> _The task_: Reproduce the stretch of the text on risk in character-driven roleplaying from "In common RPG" through "PCs don't like.".

> _Text_:
===
Hr. Hold on a second.

The OP talks about play that leads to a change in the foundation of the character.

In common RPG parlance, risk is... a chance of harm. The GM creates challenges with risks in them - if you don't find ways to deal with the challenges, the consequences imposed by the GM are things the PCs don't like.

That's not the same thing as play that leads a player to realize that their character, as a result of things that they have experienced, will experience change. There is no "risk" if the choice to change or not is entirely in the hands of the player. "I watched my best friend die - I used to be a happy-go-lucky bard, but now... I am driven by vengeance!" is character driven play that has nothing to do with "risk".
 

That's not the same thing as play that leads a player to realize that their character, as a result of things that they have experienced, will experience change. There is no "risk" if the choice to change or not is entirely in the hands of the player. "I watched my best friend die - I used to be a happy-go-lucky bard, but now... I am driven by vengeance!" is character driven play that has nothing to do with "risk".
So... In order for there to be a risk, there needs to be something in conflict. For character driven play, those things have to be related specifically to the character, and they have to be 'in play'.
===
> _Raw records_:
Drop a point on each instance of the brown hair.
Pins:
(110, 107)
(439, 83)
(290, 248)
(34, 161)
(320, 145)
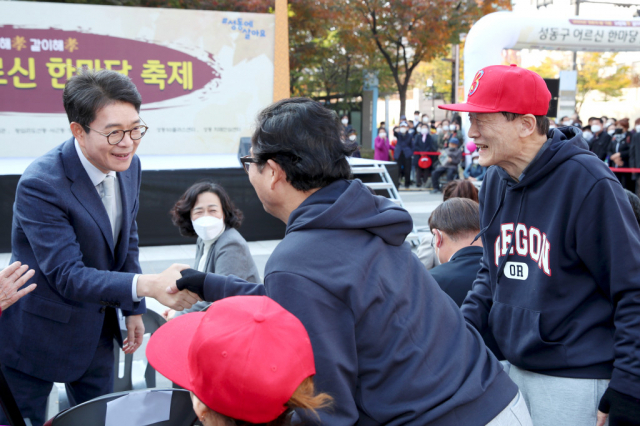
===
> _Solution for this task_:
In common RPG parlance, risk is... a chance of harm. The GM creates challenges with risks in them - if you don't find ways to deal with the challenges, the consequences imposed by the GM are things the PCs don't like.